Every record must appear in your copy exactly as written, with no pictures.

** Records for the exercise follows **

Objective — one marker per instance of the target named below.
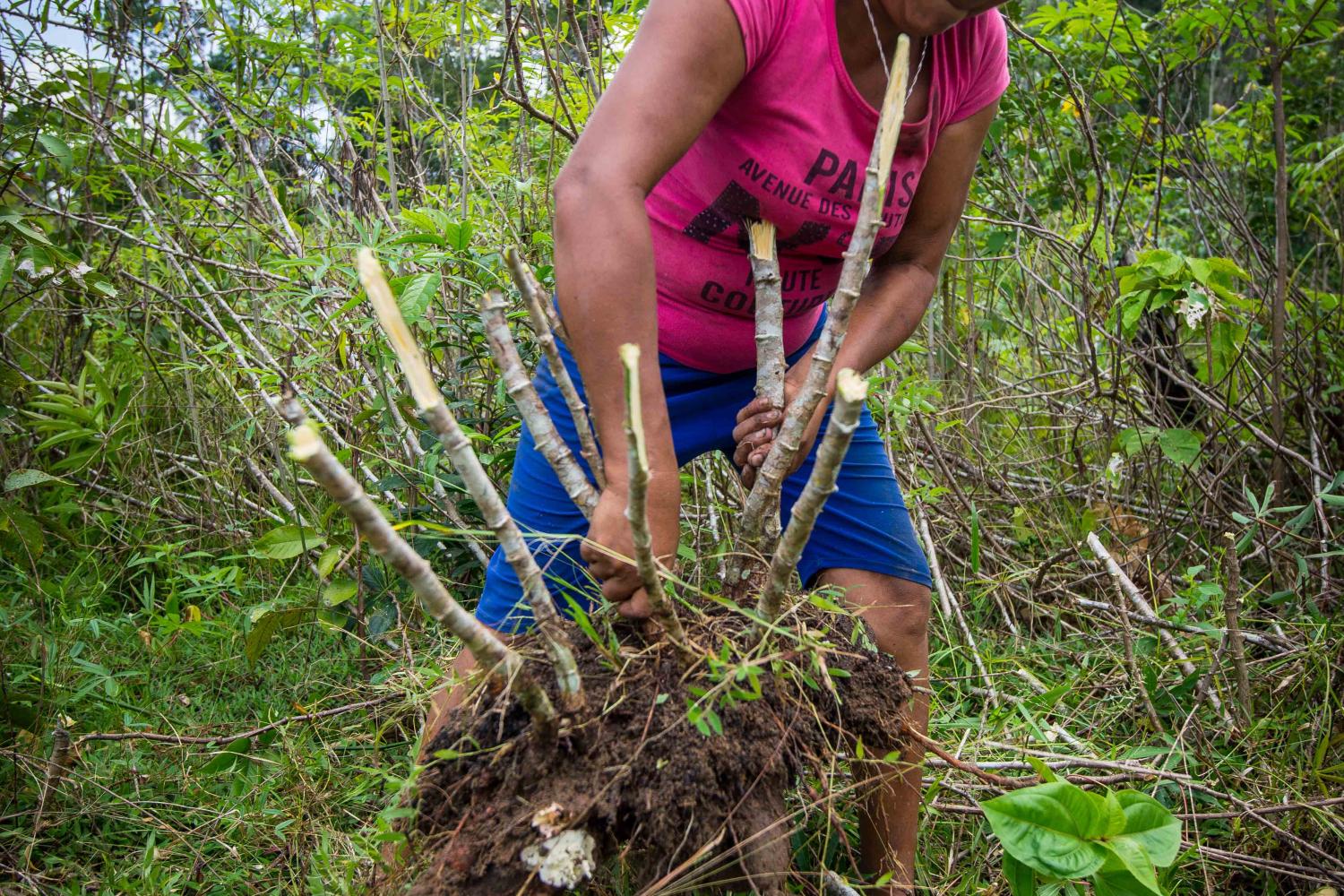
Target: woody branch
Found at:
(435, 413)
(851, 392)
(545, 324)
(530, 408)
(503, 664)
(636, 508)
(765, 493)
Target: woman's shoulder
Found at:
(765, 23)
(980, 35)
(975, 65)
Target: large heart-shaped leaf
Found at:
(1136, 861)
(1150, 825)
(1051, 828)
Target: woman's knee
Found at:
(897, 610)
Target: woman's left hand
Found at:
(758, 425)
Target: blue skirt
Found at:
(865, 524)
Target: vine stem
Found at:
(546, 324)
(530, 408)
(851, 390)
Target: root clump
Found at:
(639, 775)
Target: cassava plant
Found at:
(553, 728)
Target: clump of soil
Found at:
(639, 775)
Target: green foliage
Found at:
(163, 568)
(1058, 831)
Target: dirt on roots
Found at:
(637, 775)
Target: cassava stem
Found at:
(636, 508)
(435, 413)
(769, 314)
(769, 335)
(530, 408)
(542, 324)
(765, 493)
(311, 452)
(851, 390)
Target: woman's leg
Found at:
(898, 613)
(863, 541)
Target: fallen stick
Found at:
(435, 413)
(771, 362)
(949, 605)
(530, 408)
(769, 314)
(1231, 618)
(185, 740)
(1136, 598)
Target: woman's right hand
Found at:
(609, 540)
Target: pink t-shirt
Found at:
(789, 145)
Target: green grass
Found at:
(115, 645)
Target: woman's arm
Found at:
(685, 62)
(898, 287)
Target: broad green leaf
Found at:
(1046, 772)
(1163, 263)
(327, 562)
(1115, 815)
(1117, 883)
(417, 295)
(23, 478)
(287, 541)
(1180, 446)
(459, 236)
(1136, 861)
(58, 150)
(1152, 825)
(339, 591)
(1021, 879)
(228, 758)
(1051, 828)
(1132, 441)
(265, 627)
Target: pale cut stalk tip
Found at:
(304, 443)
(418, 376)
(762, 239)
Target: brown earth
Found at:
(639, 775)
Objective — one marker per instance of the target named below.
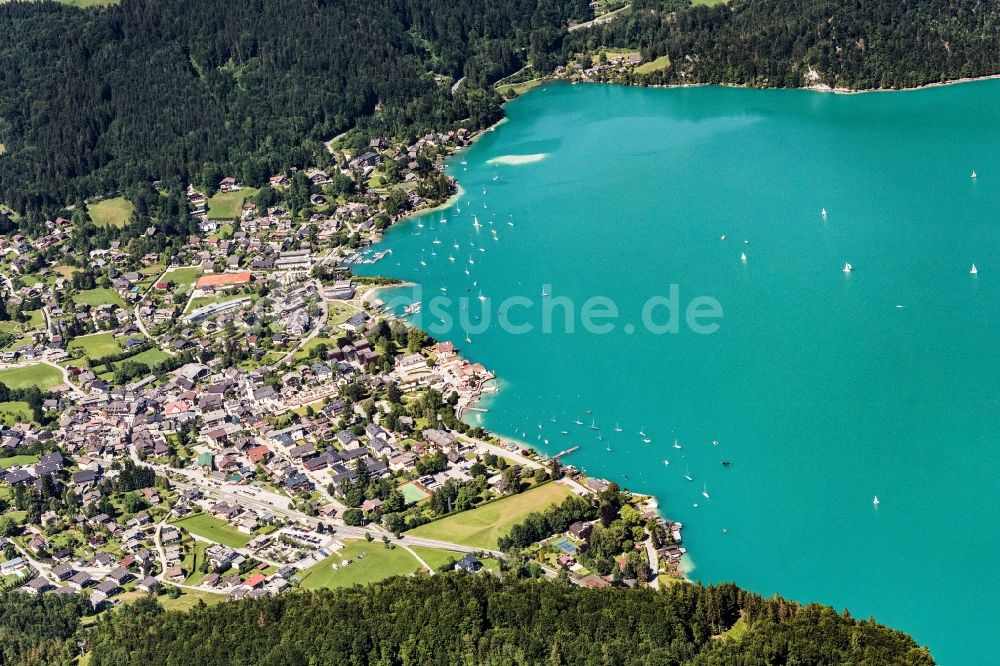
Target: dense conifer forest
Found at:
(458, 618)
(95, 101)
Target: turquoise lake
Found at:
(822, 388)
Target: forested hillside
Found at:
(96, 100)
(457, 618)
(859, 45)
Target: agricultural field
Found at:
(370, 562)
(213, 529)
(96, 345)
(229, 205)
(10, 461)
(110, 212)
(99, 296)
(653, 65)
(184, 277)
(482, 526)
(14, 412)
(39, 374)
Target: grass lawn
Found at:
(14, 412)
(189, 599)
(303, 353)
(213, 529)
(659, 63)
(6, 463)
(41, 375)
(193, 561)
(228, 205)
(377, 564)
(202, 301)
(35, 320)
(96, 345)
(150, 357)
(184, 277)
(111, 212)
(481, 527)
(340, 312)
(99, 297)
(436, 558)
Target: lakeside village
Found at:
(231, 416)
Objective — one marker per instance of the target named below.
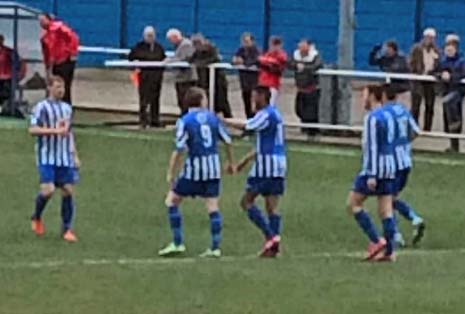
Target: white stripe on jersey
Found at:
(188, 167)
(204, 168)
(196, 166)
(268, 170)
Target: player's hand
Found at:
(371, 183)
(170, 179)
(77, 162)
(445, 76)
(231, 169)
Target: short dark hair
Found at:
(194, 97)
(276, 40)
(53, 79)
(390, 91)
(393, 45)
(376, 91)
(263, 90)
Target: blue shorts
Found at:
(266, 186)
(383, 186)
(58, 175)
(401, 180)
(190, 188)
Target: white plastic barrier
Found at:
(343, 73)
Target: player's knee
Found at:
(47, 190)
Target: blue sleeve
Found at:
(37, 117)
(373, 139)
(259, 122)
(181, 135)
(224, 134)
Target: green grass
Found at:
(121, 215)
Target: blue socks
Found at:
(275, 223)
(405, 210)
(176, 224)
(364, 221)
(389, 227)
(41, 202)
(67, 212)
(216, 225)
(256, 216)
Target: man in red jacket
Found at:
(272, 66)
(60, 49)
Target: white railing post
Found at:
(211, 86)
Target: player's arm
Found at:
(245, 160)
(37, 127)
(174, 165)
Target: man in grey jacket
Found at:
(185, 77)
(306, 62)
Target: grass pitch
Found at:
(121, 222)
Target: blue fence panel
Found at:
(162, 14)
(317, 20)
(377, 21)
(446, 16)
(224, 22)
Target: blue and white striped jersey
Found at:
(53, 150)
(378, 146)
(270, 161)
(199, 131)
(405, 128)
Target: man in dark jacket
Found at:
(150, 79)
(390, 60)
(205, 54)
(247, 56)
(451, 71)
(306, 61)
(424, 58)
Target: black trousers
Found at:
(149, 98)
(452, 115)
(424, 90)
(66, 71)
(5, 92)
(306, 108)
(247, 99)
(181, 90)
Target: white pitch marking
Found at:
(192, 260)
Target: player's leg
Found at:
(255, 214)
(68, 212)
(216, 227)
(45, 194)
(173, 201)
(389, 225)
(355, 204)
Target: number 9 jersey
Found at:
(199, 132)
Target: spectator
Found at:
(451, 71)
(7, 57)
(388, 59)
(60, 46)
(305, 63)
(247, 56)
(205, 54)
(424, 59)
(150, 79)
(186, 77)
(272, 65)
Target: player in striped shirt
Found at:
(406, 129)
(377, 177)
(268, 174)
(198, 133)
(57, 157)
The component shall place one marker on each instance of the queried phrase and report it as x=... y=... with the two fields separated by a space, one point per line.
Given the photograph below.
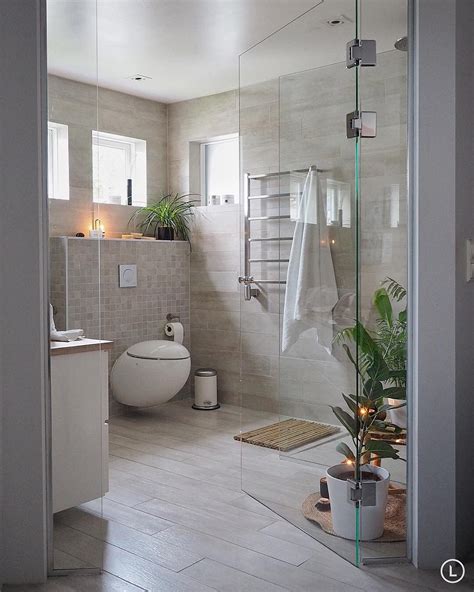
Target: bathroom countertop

** End of Records for the exercise **

Solution to this exercise:
Objective — one marker per instance of the target named below.
Target: woody branch
Found at:
(435, 413)
(851, 392)
(545, 324)
(530, 408)
(503, 664)
(636, 508)
(765, 493)
Target: woman's shoulder
Found at:
(765, 23)
(980, 35)
(975, 65)
Target: large heart-shaped leaf
Found at:
(1136, 861)
(1150, 825)
(1051, 828)
Target: woman's knee
Found at:
(897, 610)
Target: woman's left hand
Found at:
(758, 425)
Target: blue skirt
Found at:
(865, 524)
Target: vine stem
Found at:
(546, 324)
(530, 408)
(851, 390)
Target: root clump
Found at:
(639, 775)
Target: cassava plant
Found at:
(553, 728)
Target: clump of soil
Found at:
(639, 775)
Target: green foliage
Found at:
(163, 568)
(1058, 831)
Target: dirt on roots
Found at:
(637, 775)
Target: cassava stem
Found at:
(636, 508)
(435, 413)
(769, 314)
(769, 335)
(530, 408)
(542, 324)
(765, 493)
(311, 452)
(851, 390)
Target: woman's leg
Found at:
(898, 613)
(863, 541)
Target: fallen stick
Found at:
(435, 413)
(771, 362)
(949, 605)
(530, 408)
(769, 314)
(1231, 618)
(185, 740)
(1136, 598)
Target: woman's right hand
Found at:
(609, 540)
Target: pink t-shirt
Found at:
(789, 145)
Target: green grass
Found at:
(115, 645)
Target: woman's arm
Found at:
(685, 62)
(898, 287)
Target: broad green leaf
Found at:
(1046, 772)
(1163, 263)
(327, 562)
(1115, 815)
(1117, 883)
(417, 295)
(23, 478)
(287, 541)
(1180, 446)
(459, 236)
(1136, 861)
(58, 150)
(1152, 825)
(339, 591)
(1021, 879)
(228, 758)
(1051, 828)
(1132, 441)
(265, 627)
Target: pale cut stalk tip
Found at:
(304, 443)
(418, 376)
(762, 239)
Target: brown earth
Found at:
(639, 775)
Objective — one marker per instance of the target named below.
Target: dense conifer forest
Found at:
(458, 618)
(95, 101)
Target: turquoise lake
Found at:
(822, 388)
Target: forested hillside
Found at:
(96, 100)
(457, 618)
(859, 45)
Target: agricultural field
Found at:
(370, 562)
(213, 529)
(96, 345)
(229, 205)
(10, 461)
(110, 212)
(99, 296)
(653, 65)
(184, 277)
(482, 526)
(14, 412)
(39, 374)
Target: grass lawn
Found at:
(14, 412)
(189, 599)
(303, 353)
(213, 529)
(659, 63)
(6, 463)
(41, 375)
(193, 561)
(228, 205)
(377, 564)
(202, 301)
(35, 320)
(96, 345)
(150, 357)
(184, 277)
(111, 212)
(481, 527)
(340, 312)
(99, 297)
(436, 558)
Target: lakeside village
Found at:
(231, 416)
Objective — one marker per instance of the target named below.
Target: white stripe on jersey
Found at:
(188, 167)
(204, 168)
(196, 166)
(268, 170)
Target: player's hand
Found at:
(371, 183)
(170, 179)
(77, 162)
(445, 76)
(231, 169)
Target: short dark hair
Found at:
(194, 97)
(276, 40)
(53, 79)
(390, 91)
(393, 45)
(376, 91)
(263, 90)
Target: blue shorts
Found at:
(266, 186)
(383, 186)
(58, 175)
(401, 180)
(190, 188)
Target: white plastic barrier
Found at:
(343, 73)
Target: player's knee
Found at:
(47, 190)
Target: blue sleeve
Found at:
(37, 117)
(373, 139)
(259, 122)
(181, 135)
(224, 134)
Target: green grass
Found at:
(121, 215)
Target: blue socks
Found at:
(275, 223)
(405, 210)
(176, 224)
(364, 221)
(389, 227)
(41, 202)
(67, 212)
(216, 225)
(256, 216)
Target: man in red jacket
Found at:
(272, 66)
(60, 49)
Target: white railing post
Found at:
(211, 86)
Target: player's arm
Found at:
(245, 160)
(37, 127)
(174, 165)
Target: man in grey jacket
Found at:
(185, 77)
(306, 62)
Target: grass pitch
Found at:
(121, 222)
Target: blue fence panel
Found at:
(162, 14)
(317, 20)
(377, 21)
(446, 16)
(224, 22)
Target: blue and white striped jersey
Found at:
(53, 150)
(378, 146)
(270, 161)
(199, 131)
(405, 128)
Target: man in dark jacket
Found at:
(150, 79)
(390, 60)
(205, 54)
(247, 56)
(451, 71)
(306, 61)
(424, 58)
Target: black trousers
Found at:
(149, 98)
(452, 115)
(424, 90)
(66, 71)
(5, 92)
(306, 108)
(247, 99)
(181, 90)
Target: white pitch marking
Found at:
(192, 260)
Target: player's leg
Found at:
(255, 214)
(68, 212)
(216, 227)
(45, 194)
(173, 201)
(389, 225)
(355, 204)
Target: number 9 jersey
Found at:
(199, 132)
Target: spectator
Found at:
(451, 71)
(7, 57)
(388, 59)
(60, 46)
(305, 63)
(247, 56)
(205, 54)
(424, 59)
(150, 79)
(186, 77)
(272, 65)
Target: player in striped shirt
Found at:
(406, 129)
(377, 177)
(268, 174)
(198, 133)
(57, 157)
The component shall place one marker on each instance of the queried phrase and report it as x=... y=... with the two fields separated by a space, one point per line.
Given the photograph below.
Target: bathroom countertop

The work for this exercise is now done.